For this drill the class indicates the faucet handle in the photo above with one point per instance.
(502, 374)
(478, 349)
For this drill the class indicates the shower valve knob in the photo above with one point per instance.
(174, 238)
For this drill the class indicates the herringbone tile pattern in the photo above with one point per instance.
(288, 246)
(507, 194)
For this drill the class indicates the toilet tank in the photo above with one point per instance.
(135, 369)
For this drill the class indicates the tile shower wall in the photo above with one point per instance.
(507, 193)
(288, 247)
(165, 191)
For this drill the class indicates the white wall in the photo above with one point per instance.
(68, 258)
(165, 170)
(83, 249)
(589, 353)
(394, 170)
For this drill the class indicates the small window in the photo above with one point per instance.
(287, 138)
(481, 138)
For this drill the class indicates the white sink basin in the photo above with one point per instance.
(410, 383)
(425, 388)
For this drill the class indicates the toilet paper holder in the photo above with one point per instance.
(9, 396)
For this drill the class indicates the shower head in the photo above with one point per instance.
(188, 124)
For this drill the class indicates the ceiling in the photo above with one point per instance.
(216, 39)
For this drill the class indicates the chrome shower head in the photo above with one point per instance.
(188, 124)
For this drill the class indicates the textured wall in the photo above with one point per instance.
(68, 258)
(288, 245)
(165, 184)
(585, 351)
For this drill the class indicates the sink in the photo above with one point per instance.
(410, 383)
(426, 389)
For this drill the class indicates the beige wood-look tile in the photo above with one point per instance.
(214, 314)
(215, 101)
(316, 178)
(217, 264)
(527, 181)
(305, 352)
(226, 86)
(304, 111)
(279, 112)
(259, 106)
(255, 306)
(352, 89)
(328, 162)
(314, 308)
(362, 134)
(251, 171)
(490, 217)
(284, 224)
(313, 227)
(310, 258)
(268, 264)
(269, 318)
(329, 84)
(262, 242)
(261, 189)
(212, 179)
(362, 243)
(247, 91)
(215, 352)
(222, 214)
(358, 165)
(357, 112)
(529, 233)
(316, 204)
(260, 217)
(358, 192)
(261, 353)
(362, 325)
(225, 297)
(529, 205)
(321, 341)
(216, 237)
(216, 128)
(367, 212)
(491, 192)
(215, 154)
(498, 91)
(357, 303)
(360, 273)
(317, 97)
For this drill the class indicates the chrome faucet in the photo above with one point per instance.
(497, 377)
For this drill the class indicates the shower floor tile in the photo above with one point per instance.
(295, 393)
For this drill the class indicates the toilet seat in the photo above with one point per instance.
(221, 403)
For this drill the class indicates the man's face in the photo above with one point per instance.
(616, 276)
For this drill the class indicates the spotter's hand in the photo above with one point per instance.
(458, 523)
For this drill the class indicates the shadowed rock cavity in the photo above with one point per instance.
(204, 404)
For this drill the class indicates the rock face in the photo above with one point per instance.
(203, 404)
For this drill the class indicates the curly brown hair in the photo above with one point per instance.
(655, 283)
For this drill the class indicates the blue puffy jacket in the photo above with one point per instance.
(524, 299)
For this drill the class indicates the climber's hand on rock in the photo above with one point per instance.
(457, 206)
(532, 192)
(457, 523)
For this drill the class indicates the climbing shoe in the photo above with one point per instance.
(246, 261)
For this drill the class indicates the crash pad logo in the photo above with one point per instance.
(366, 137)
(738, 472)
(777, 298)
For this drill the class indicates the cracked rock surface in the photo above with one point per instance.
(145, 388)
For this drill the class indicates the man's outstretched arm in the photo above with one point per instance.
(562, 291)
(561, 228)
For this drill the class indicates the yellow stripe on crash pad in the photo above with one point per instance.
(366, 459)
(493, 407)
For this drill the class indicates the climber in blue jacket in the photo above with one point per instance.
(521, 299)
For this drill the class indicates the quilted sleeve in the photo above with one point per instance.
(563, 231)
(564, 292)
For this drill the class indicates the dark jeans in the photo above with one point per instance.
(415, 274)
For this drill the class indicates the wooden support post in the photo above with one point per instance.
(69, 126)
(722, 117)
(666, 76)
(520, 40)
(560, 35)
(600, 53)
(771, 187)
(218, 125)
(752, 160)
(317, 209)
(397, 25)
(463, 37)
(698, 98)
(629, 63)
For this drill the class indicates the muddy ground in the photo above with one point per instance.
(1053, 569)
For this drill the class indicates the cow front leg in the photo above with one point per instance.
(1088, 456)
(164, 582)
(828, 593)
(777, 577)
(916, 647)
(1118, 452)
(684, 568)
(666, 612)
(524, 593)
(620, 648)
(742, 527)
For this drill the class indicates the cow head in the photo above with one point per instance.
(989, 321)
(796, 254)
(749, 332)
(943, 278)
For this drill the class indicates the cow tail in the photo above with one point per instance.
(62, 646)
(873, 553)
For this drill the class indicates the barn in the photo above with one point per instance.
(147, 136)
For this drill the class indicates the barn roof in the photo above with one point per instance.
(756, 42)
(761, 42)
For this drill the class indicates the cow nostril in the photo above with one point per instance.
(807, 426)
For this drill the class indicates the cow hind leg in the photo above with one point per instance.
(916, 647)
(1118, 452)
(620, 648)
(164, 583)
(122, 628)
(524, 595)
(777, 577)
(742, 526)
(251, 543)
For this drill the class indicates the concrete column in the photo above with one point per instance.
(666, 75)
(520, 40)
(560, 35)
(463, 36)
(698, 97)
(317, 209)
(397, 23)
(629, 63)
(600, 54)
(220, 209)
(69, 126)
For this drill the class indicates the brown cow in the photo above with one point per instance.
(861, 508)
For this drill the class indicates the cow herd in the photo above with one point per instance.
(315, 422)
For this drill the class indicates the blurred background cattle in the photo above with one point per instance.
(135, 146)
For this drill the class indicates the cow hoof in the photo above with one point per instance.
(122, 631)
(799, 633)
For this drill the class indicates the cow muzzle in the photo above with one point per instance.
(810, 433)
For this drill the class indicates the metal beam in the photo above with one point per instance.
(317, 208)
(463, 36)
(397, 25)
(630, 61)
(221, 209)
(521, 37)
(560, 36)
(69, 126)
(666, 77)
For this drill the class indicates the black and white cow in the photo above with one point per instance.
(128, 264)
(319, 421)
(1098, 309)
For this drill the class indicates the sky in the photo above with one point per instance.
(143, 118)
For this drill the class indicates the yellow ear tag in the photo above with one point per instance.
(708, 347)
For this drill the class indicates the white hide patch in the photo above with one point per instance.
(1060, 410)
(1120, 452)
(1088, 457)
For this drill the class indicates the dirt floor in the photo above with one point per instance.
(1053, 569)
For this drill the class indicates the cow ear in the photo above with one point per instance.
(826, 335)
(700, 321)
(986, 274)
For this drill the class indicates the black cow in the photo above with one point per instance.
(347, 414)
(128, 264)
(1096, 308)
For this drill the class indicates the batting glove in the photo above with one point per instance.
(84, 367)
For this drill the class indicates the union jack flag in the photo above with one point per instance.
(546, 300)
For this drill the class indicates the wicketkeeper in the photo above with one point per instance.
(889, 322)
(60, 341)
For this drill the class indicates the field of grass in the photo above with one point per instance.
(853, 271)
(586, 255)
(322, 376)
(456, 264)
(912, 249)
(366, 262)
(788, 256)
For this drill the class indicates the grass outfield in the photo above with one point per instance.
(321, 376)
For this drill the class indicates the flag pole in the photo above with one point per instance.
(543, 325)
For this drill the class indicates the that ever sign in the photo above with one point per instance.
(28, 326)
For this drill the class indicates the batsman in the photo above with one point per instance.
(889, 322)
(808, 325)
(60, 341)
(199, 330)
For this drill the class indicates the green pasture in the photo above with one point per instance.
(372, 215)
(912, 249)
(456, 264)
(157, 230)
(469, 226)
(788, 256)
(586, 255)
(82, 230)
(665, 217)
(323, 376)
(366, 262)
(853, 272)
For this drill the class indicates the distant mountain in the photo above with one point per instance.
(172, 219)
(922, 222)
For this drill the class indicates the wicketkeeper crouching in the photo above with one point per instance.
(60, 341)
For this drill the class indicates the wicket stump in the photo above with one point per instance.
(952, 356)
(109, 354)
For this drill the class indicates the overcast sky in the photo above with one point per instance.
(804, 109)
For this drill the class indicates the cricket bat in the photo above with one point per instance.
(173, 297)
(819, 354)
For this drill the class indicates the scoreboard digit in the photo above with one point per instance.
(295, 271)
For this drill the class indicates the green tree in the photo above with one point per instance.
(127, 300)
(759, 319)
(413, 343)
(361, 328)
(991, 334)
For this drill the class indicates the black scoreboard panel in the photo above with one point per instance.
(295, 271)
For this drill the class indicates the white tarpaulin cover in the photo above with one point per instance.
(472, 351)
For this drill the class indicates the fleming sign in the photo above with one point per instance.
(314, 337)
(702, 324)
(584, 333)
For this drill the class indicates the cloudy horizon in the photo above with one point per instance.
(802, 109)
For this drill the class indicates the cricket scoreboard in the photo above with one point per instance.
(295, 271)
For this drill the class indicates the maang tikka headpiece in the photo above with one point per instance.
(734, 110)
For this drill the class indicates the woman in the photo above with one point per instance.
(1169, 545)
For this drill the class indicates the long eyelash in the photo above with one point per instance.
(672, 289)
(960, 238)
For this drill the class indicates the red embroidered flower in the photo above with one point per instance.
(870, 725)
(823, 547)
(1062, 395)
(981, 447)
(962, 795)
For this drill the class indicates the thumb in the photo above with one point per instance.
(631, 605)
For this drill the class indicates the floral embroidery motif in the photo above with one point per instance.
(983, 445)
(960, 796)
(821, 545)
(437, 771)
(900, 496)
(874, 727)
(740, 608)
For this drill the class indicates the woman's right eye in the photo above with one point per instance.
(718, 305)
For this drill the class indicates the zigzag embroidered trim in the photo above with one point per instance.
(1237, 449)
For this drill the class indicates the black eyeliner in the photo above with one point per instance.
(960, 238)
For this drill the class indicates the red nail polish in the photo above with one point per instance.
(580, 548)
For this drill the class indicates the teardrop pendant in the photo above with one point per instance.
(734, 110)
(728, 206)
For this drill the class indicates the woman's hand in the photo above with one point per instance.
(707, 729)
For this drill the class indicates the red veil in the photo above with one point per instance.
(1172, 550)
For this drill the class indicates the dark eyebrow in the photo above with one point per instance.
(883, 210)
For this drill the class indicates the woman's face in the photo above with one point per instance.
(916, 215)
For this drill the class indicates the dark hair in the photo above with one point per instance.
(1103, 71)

■ ■ ■

**ACTION ITEM**
Output nothing but the lines from the one containing "For this drill the class indicates the woman's hand" through the last line of the data, exactly as they stand.

**ANSWER BOX**
For this drill the class indicates the woman's hand in the photo above with one point per instance.
(707, 729)
For this drill the class indicates the red veil in the photo above with one point per instance.
(1172, 550)
For this drill the class indicates the dark eyebrow in the photo above with one point per instance.
(883, 210)
For this drill the class indicates the woman's face in the photo above with one point per instance.
(916, 215)
For this drill the class indicates the dark hair in the photo above with one point per instance.
(1103, 71)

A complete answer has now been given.